▶ **DATA SUPPLIED**:
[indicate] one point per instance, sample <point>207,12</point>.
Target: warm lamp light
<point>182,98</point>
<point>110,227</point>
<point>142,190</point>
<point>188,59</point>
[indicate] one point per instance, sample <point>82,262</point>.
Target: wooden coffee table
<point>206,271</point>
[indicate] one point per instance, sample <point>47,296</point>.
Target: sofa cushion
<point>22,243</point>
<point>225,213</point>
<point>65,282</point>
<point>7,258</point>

...

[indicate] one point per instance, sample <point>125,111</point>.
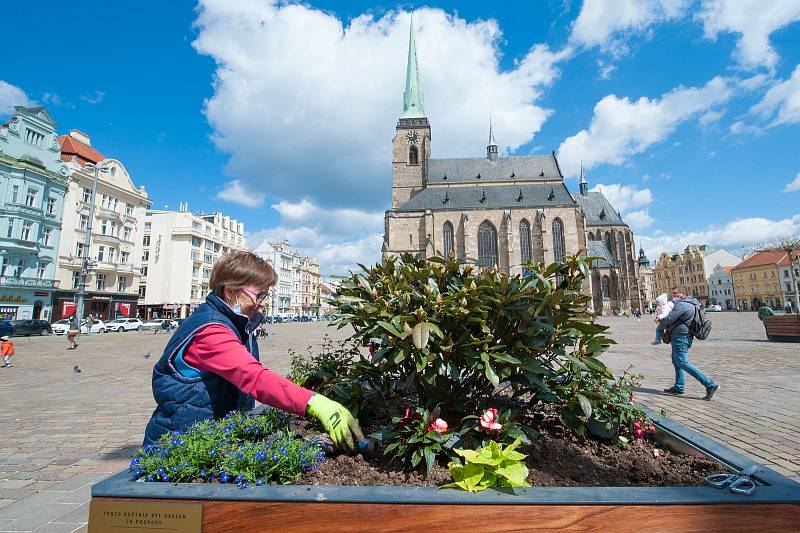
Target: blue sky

▶ **REQUIREMENT**:
Your answer must consist of every line from the listing that holds the string "instance".

▶ **WRITTEN ANSWER**:
[indicate] one point per instance, sample <point>207,12</point>.
[indicate] one point per instance, sample <point>82,262</point>.
[indicate] one point per instance, sample <point>47,296</point>.
[indicate] one point per instance, sample <point>125,111</point>.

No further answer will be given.